Nothing but the records, copied exactly and stripped of pictures, should be in the answer.

**PROVIDED DATA:**
⁂

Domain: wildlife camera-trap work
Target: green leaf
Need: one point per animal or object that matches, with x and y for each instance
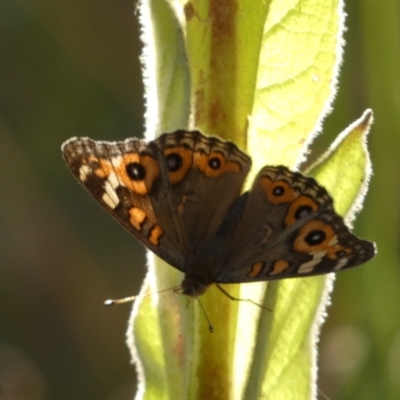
(260, 73)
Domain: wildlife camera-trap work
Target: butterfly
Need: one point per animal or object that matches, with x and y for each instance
(180, 195)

⁂

**THE COMPLETED TASK:**
Domain: wildlife camera-trap work
Target: green leaf
Need: one point per animal or object that matches, with x and y for each instance
(260, 73)
Domain: wildlife camera-trap work
Target: butterfly
Need: one point per animal or object that matches, with x and y for each instance
(180, 195)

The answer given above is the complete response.